WHAT THIS TASK INVOLVES: Which lines in the records contain the word "positive"? Show each of those lines in full.

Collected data
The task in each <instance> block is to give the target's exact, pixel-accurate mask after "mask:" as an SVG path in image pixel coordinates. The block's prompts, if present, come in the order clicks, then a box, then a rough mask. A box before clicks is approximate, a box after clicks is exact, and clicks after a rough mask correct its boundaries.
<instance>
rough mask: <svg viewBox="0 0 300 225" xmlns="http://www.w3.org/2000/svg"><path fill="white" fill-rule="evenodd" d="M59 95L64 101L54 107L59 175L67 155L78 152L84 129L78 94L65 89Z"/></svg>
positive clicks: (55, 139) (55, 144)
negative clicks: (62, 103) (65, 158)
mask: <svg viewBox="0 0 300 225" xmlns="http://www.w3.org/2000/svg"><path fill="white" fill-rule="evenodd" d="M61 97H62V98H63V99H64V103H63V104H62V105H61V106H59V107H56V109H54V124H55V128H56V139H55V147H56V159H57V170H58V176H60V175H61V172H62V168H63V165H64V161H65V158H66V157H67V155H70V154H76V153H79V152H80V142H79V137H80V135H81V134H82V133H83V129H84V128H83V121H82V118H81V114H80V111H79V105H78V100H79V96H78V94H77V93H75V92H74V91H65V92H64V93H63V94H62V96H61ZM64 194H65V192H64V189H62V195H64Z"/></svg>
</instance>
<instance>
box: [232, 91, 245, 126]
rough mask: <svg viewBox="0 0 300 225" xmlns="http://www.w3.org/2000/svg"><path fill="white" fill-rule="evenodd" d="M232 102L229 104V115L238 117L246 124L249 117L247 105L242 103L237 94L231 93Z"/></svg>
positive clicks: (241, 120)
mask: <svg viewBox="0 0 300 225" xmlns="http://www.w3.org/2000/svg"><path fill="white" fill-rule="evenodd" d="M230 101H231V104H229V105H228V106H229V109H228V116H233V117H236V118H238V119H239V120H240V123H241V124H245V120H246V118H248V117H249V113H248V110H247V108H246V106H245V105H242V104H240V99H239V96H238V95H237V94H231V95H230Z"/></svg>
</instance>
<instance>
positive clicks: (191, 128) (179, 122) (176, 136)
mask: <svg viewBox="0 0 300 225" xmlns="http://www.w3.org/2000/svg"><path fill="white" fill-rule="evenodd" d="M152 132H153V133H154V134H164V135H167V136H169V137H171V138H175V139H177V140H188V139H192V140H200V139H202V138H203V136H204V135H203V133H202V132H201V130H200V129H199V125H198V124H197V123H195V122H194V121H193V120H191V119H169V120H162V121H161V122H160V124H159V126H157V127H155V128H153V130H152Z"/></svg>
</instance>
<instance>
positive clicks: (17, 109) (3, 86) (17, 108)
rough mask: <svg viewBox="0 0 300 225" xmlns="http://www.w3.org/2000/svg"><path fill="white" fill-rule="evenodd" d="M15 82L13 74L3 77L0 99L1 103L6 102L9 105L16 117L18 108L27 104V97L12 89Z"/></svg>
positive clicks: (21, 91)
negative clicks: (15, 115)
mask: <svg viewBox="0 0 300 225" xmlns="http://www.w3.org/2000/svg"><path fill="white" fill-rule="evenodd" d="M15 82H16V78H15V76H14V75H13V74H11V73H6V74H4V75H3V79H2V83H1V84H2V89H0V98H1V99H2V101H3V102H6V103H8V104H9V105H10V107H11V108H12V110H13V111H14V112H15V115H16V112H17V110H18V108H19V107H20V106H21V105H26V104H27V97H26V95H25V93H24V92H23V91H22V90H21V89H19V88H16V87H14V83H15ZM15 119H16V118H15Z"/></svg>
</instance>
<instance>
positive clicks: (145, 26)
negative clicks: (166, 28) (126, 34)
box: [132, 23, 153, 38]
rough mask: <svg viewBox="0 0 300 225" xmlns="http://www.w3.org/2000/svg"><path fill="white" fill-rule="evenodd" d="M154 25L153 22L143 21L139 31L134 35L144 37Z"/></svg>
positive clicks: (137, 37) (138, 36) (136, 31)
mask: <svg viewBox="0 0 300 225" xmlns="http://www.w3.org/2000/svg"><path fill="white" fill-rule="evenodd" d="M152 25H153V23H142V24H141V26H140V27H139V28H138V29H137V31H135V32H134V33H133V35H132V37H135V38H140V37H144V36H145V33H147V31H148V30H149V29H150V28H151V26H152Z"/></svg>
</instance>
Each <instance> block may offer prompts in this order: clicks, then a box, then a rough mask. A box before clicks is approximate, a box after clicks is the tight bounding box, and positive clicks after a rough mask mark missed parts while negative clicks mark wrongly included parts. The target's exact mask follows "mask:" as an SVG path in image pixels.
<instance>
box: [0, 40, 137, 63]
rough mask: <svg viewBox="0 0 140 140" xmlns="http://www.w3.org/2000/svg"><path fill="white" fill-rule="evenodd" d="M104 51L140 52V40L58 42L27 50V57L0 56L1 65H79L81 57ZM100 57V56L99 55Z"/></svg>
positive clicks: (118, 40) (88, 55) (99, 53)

WRITTEN SOLUTION:
positive clicks: (55, 139) (55, 144)
positive clicks: (241, 120)
positive clicks: (191, 128) (179, 122) (176, 136)
positive clicks: (17, 109) (3, 86) (17, 108)
positive clicks: (21, 91)
positive clicks: (145, 26)
positive clicks: (137, 37) (138, 36) (136, 31)
Each <instance> block may offer prompts in this order: clicks, then a box, then a rough mask. A box before clicks is approximate, a box after clicks is the tight bounding box, and positive clicks after a rough mask mark missed parts while negative clicks mark wrongly included parts. The target's exact mask follows "mask:" as an SVG path in image pixels.
positive clicks: (118, 40) (88, 55) (99, 53)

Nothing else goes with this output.